[[ INPUT FOR THIS TASK open ]]

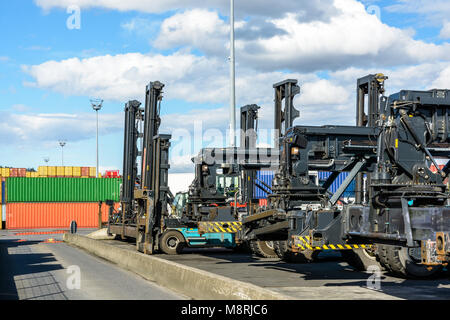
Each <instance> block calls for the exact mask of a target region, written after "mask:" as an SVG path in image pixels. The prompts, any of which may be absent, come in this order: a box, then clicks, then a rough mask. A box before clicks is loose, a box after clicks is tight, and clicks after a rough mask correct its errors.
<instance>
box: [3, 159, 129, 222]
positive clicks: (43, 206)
mask: <svg viewBox="0 0 450 320" xmlns="http://www.w3.org/2000/svg"><path fill="white" fill-rule="evenodd" d="M57 168H58V167H39V169H38V172H37V173H38V174H39V175H41V174H42V175H46V176H47V177H45V178H42V177H36V178H33V179H30V178H26V177H25V178H24V177H9V178H8V179H5V180H6V183H4V184H5V186H4V188H5V189H3V182H2V190H6V191H2V192H4V194H2V203H4V204H3V205H2V207H5V208H4V212H5V216H6V228H7V229H31V228H68V227H69V225H70V222H71V221H73V220H75V221H76V222H77V225H78V227H80V228H94V227H97V225H98V212H99V201H102V202H103V205H102V207H101V212H102V221H104V222H105V221H107V219H108V207H107V206H106V204H105V203H104V202H105V201H106V200H113V201H114V202H116V203H118V202H119V197H120V183H121V180H120V179H100V178H92V179H85V178H89V177H90V170H89V167H71V168H72V170H70V169H67V168H69V167H60V168H64V170H61V169H59V170H58V169H57ZM75 168H80V171H79V172H80V176H79V177H75V174H76V173H77V172H75V171H76V169H75ZM83 168H87V175H85V176H84V177H83V173H85V174H86V169H84V170H83ZM74 169H75V170H74ZM94 169H95V168H94ZM70 174H71V175H72V176H71V175H70ZM94 174H95V171H94ZM52 176H56V177H52ZM58 176H59V177H58ZM69 177H71V178H70V179H69ZM2 209H3V208H2Z"/></svg>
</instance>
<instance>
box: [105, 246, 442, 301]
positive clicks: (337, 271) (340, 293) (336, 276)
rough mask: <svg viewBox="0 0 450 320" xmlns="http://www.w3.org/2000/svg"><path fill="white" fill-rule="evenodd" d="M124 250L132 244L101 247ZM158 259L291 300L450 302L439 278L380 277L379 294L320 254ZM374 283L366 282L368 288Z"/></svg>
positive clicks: (201, 256) (370, 282) (185, 255)
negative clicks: (190, 268)
mask: <svg viewBox="0 0 450 320" xmlns="http://www.w3.org/2000/svg"><path fill="white" fill-rule="evenodd" d="M105 242H107V243H109V244H112V245H115V246H119V247H121V248H123V249H127V250H135V246H134V244H133V243H127V242H122V241H118V240H108V241H105ZM157 256H158V257H160V258H163V259H167V260H170V261H174V262H177V263H180V264H184V265H187V266H190V267H194V268H198V269H202V270H205V271H209V272H212V273H216V274H219V275H222V276H226V277H229V278H233V279H236V280H240V281H244V282H250V283H252V284H255V285H257V286H261V287H264V288H267V289H270V290H273V291H276V292H280V293H282V294H285V295H288V296H291V297H293V298H295V299H308V300H310V299H320V300H330V299H344V300H356V299H388V300H397V299H446V300H450V279H449V274H448V273H443V274H442V275H441V277H440V278H438V279H434V280H405V279H399V278H396V277H393V276H391V275H389V274H387V273H382V274H381V278H380V282H379V283H380V290H373V289H369V288H368V287H367V285H368V280H369V277H370V276H371V275H372V274H368V273H364V272H358V271H355V270H354V269H353V268H351V267H350V266H349V265H348V264H347V263H346V262H344V261H343V260H342V258H341V255H340V254H339V253H338V252H336V251H334V252H333V251H331V252H323V253H321V254H320V255H319V261H317V262H314V263H307V264H301V263H298V264H295V263H286V262H283V261H280V260H278V259H264V258H256V257H252V256H251V255H249V254H237V253H234V252H232V251H231V250H227V249H184V251H183V254H181V255H162V254H161V255H157ZM371 283H373V282H372V281H369V284H371Z"/></svg>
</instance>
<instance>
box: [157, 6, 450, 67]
mask: <svg viewBox="0 0 450 320" xmlns="http://www.w3.org/2000/svg"><path fill="white" fill-rule="evenodd" d="M334 5H335V7H336V10H335V11H333V12H332V14H330V16H329V19H325V20H313V21H310V20H304V19H302V18H301V14H300V13H299V11H297V12H296V11H295V10H293V11H291V12H292V13H288V14H286V15H284V16H282V17H278V18H272V17H271V18H268V19H266V20H257V19H256V20H255V19H254V18H253V19H252V18H250V19H247V20H245V21H244V20H238V21H237V26H236V33H237V35H238V36H237V38H236V50H237V53H236V57H237V61H238V62H239V63H241V65H245V66H246V67H252V68H256V69H258V70H262V71H276V70H283V69H289V70H291V71H298V72H314V71H319V70H340V69H346V68H348V67H350V66H359V67H367V66H377V67H393V66H397V65H408V64H409V65H410V64H417V63H424V62H427V61H439V60H447V59H448V56H449V55H450V44H448V43H444V44H441V45H436V44H433V43H426V42H424V41H420V40H414V39H413V36H414V30H412V29H411V28H409V29H405V30H401V29H398V28H394V27H391V26H388V25H386V24H383V23H382V22H381V21H380V20H379V19H378V18H377V17H376V16H375V15H371V14H369V13H368V12H367V11H366V9H365V7H364V6H363V5H362V4H361V3H359V2H357V1H355V0H335V1H334ZM200 21H201V22H200ZM228 30H229V27H228V25H227V22H226V21H224V20H222V19H221V18H220V17H219V15H218V13H217V12H215V11H211V10H204V9H195V10H188V11H185V12H183V13H178V14H175V15H173V16H171V17H169V18H167V19H166V20H164V21H163V23H162V25H161V32H160V34H159V37H158V39H157V40H156V41H155V42H154V45H155V46H156V47H158V48H160V49H168V48H178V47H186V48H195V49H198V50H200V51H201V52H203V53H204V54H206V55H207V56H217V57H218V58H220V59H222V60H225V58H226V57H227V56H228V52H227V51H228V50H227V48H228V46H229V39H228ZM239 35H240V36H239Z"/></svg>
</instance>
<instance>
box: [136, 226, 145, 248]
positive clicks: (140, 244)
mask: <svg viewBox="0 0 450 320" xmlns="http://www.w3.org/2000/svg"><path fill="white" fill-rule="evenodd" d="M144 238H145V233H144V231H138V233H137V236H136V250H137V251H139V252H144V247H143V242H144Z"/></svg>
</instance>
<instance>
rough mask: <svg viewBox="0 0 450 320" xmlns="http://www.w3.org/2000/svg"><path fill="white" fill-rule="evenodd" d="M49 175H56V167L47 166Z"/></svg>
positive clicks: (47, 173)
mask: <svg viewBox="0 0 450 320" xmlns="http://www.w3.org/2000/svg"><path fill="white" fill-rule="evenodd" d="M47 175H48V176H49V177H56V167H47Z"/></svg>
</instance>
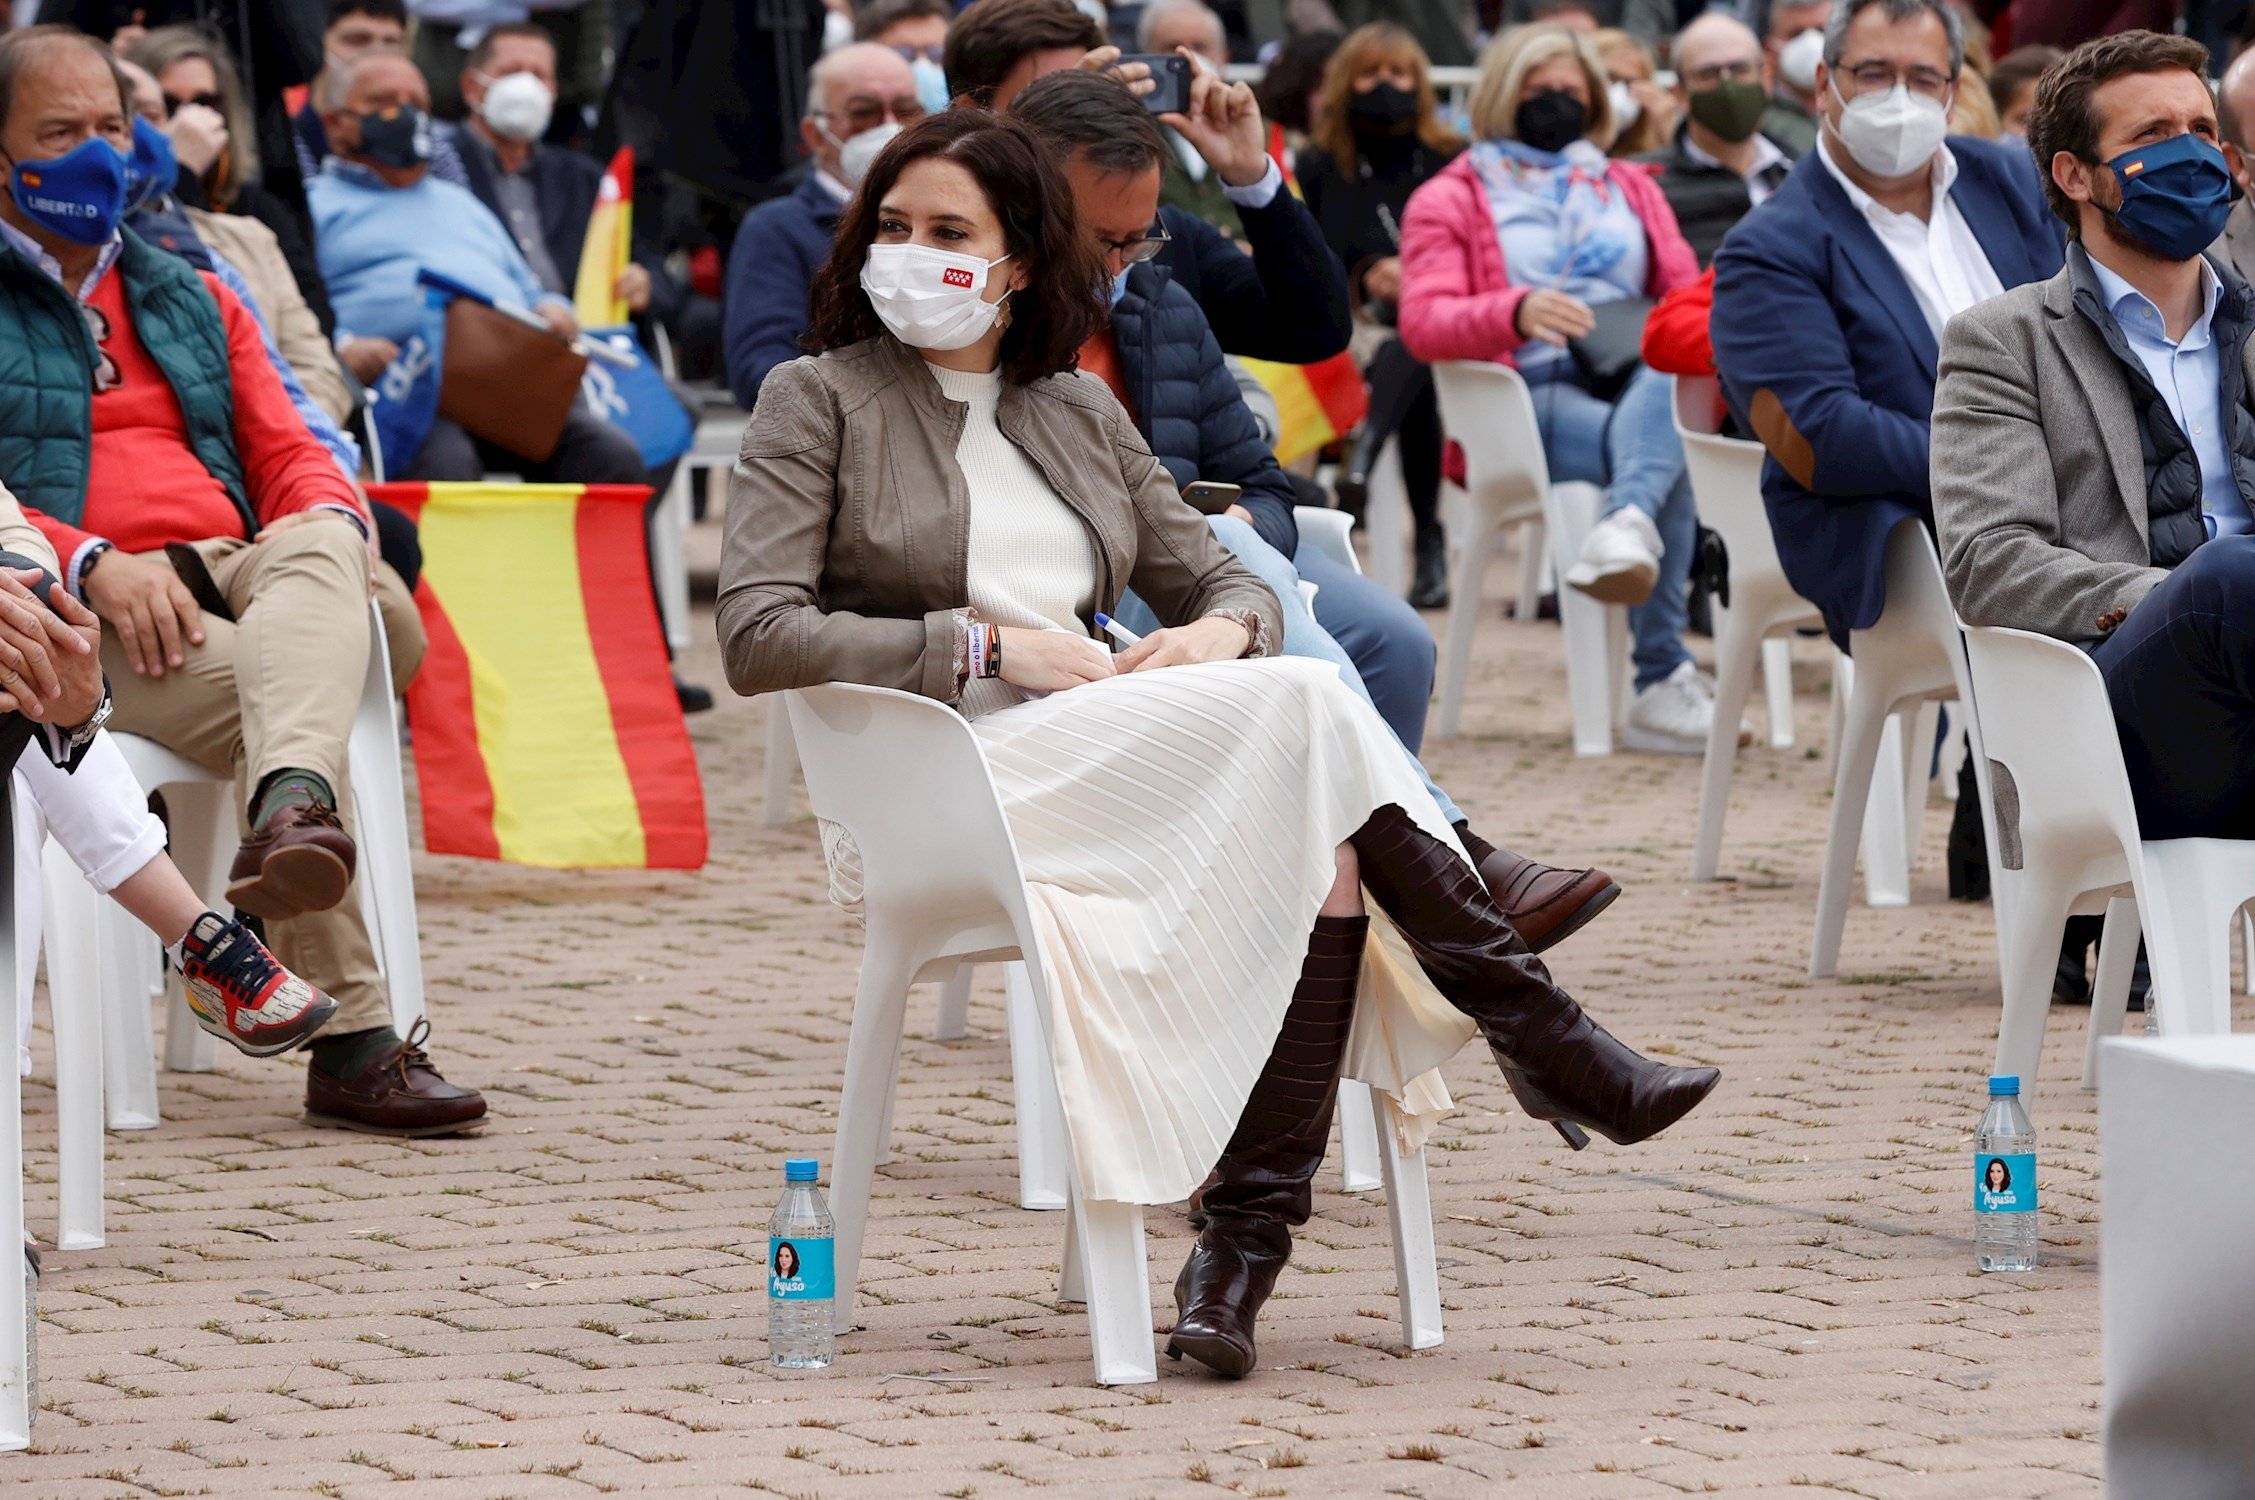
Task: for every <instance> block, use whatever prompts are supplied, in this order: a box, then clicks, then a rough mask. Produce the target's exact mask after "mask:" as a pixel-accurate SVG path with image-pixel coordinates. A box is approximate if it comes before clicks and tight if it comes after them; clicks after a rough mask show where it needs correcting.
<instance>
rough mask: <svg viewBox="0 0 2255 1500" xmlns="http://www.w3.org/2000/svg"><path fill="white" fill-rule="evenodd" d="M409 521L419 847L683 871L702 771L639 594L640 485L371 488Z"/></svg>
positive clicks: (411, 719) (413, 681)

[[ INPUT FOR THIS TASK closed ]]

Every line above should be returned exactly; the pictures stay out.

Each <instance> block calls for the exact mask of a target region, written after "mask:" as an SVG path in image pixels. The prompts, any of which may be absent, come in this order: a box, then clicks, then a rough mask. A box before clicks is loose, a box after clicks is tight, and clicks after a rough mask correct its errors.
<instance>
box: [3, 159, 129, 222]
positive clicks: (43, 206)
mask: <svg viewBox="0 0 450 320" xmlns="http://www.w3.org/2000/svg"><path fill="white" fill-rule="evenodd" d="M57 168H58V167H39V169H38V172H37V173H38V174H39V175H41V174H42V175H46V176H47V177H45V178H42V177H36V178H33V179H30V178H26V177H25V178H24V177H9V178H8V179H5V180H6V183H4V184H5V186H4V188H5V189H3V182H2V190H6V191H2V192H4V194H2V203H4V204H3V205H2V207H5V208H4V212H5V216H6V228H7V229H31V228H68V227H69V225H70V222H71V221H73V220H75V221H76V222H77V225H78V227H80V228H94V227H97V225H98V212H99V201H102V202H103V205H102V207H101V212H102V221H104V222H105V221H107V219H108V207H107V206H106V204H105V203H104V202H105V201H106V200H113V201H114V202H116V203H118V202H119V197H120V183H121V180H120V179H100V178H92V179H85V178H89V177H90V170H89V167H71V168H72V170H70V169H67V168H69V167H60V168H64V170H61V169H59V170H58V169H57ZM75 168H80V171H79V172H80V176H79V177H75V174H76V173H77V172H75V171H76V169H75ZM83 168H87V175H85V176H84V177H83V173H85V174H86V169H84V170H83ZM74 169H75V170H74ZM94 169H95V168H94ZM70 174H71V175H72V176H71V175H70ZM94 174H95V171H94ZM52 176H56V177H52ZM58 176H59V177H58ZM69 177H71V178H70V179H69ZM2 209H3V208H2Z"/></svg>
</instance>
<instance>
box: [105, 246, 442, 301]
positive clicks: (337, 271) (340, 293) (336, 276)
rough mask: <svg viewBox="0 0 450 320" xmlns="http://www.w3.org/2000/svg"><path fill="white" fill-rule="evenodd" d="M124 250L132 244L101 247ZM158 259L291 300L450 302L439 278L380 277L379 294L320 254ZM374 283L366 282L368 288Z"/></svg>
positive clicks: (201, 256) (370, 282) (185, 255)
negative clicks: (190, 268)
mask: <svg viewBox="0 0 450 320" xmlns="http://www.w3.org/2000/svg"><path fill="white" fill-rule="evenodd" d="M105 242H107V243H109V244H112V245H115V246H119V247H121V248H123V249H127V250H135V246H134V244H133V243H127V242H122V241H118V240H108V241H105ZM157 256H158V257H160V258H163V259H167V260H170V261H174V262H177V263H180V264H184V265H187V266H190V267H194V268H198V269H202V270H205V271H209V272H212V273H216V274H219V275H222V276H226V277H229V278H233V279H236V280H240V281H244V282H250V283H252V284H255V285H257V286H261V287H264V288H267V289H270V290H273V291H276V292H280V293H282V294H285V295H288V296H291V297H293V298H295V299H308V300H310V299H320V300H330V299H344V300H356V299H388V300H397V299H446V300H450V279H449V274H448V273H443V274H442V275H441V277H440V278H438V279H434V280H405V279H399V278H396V277H393V276H391V275H389V274H387V273H382V274H381V278H380V282H379V283H380V290H373V289H369V288H368V287H367V285H368V280H369V277H370V276H371V275H372V274H368V273H364V272H358V271H355V270H354V269H353V268H351V267H350V266H349V265H348V264H347V263H346V262H344V261H343V260H342V258H341V255H340V254H339V253H338V252H336V251H334V252H333V251H331V252H323V253H321V254H320V255H319V261H317V262H314V263H307V264H301V263H298V264H295V263H286V262H283V261H280V260H278V259H264V258H256V257H252V256H251V255H249V254H237V253H234V252H232V251H231V250H227V249H184V251H183V254H181V255H162V254H161V255H157ZM371 283H373V282H372V281H369V284H371Z"/></svg>
</instance>
<instance>
box: [157, 6, 450, 67]
mask: <svg viewBox="0 0 450 320" xmlns="http://www.w3.org/2000/svg"><path fill="white" fill-rule="evenodd" d="M334 5H335V7H336V10H335V11H333V12H332V14H330V16H329V19H325V20H313V21H310V20H304V19H302V18H301V14H300V13H299V11H297V12H296V11H295V10H293V11H291V12H292V13H288V14H286V15H284V16H282V17H278V18H272V17H271V18H268V19H266V20H257V19H256V20H255V19H254V18H253V19H252V18H250V19H247V20H245V21H244V20H238V21H237V26H236V33H237V35H238V36H237V38H236V50H237V53H236V57H237V61H238V62H239V63H241V65H245V66H246V67H252V68H256V69H258V70H262V71H276V70H283V69H289V70H291V71H298V72H314V71H319V70H340V69H346V68H348V67H350V66H359V67H367V66H377V67H393V66H397V65H408V64H409V65H410V64H417V63H424V62H427V61H439V60H447V59H448V56H449V55H450V44H448V43H444V44H441V45H436V44H433V43H426V42H424V41H420V40H414V39H413V36H414V30H412V29H411V28H409V29H405V30H401V29H398V28H394V27H391V26H388V25H386V24H383V23H382V22H381V21H380V20H379V19H378V18H377V17H376V16H375V15H371V14H369V13H368V12H367V11H366V9H365V7H364V6H363V5H362V4H361V3H359V2H357V1H355V0H335V1H334ZM200 21H201V22H200ZM228 30H229V27H228V25H227V22H226V21H224V20H222V19H221V18H220V17H219V15H218V13H217V12H215V11H211V10H204V9H195V10H188V11H185V12H183V13H178V14H175V15H173V16H171V17H169V18H167V19H166V20H164V21H163V23H162V25H161V32H160V34H159V37H158V39H157V40H156V41H155V42H154V45H155V46H156V47H158V48H160V49H168V48H178V47H186V48H195V49H198V50H200V51H201V52H203V53H204V54H206V55H207V56H217V57H218V58H220V59H222V60H225V58H226V57H227V56H228V52H227V51H228V50H227V48H228V46H229V39H228ZM239 35H240V36H239Z"/></svg>
</instance>
<instance>
box: [136, 226, 145, 248]
positive clicks: (140, 244)
mask: <svg viewBox="0 0 450 320" xmlns="http://www.w3.org/2000/svg"><path fill="white" fill-rule="evenodd" d="M144 238H145V233H144V231H138V233H137V236H136V250H137V251H139V252H144V247H143V242H144Z"/></svg>
</instance>
<instance>
rough mask: <svg viewBox="0 0 450 320" xmlns="http://www.w3.org/2000/svg"><path fill="white" fill-rule="evenodd" d="M49 175H56V167L47 166Z"/></svg>
positive clicks: (47, 173)
mask: <svg viewBox="0 0 450 320" xmlns="http://www.w3.org/2000/svg"><path fill="white" fill-rule="evenodd" d="M47 175H48V176H49V177H56V167H47Z"/></svg>
</instance>
Task: for every <instance> block, use whatever prompts are supplied, in this order: a box, then clicks, then a rough mask. Produce the target's exact mask after "mask:" as a pixel-accurate SVG path with image-pixel coordinates. A box is approximate if it comes before clicks and tight if it comes after them; clicks after a rough mask show where it needs correcting.
<instance>
rough mask: <svg viewBox="0 0 2255 1500" xmlns="http://www.w3.org/2000/svg"><path fill="white" fill-rule="evenodd" d="M409 521L419 847L683 871L702 771L639 594L640 485L371 488Z"/></svg>
positive clicks: (411, 719) (413, 681)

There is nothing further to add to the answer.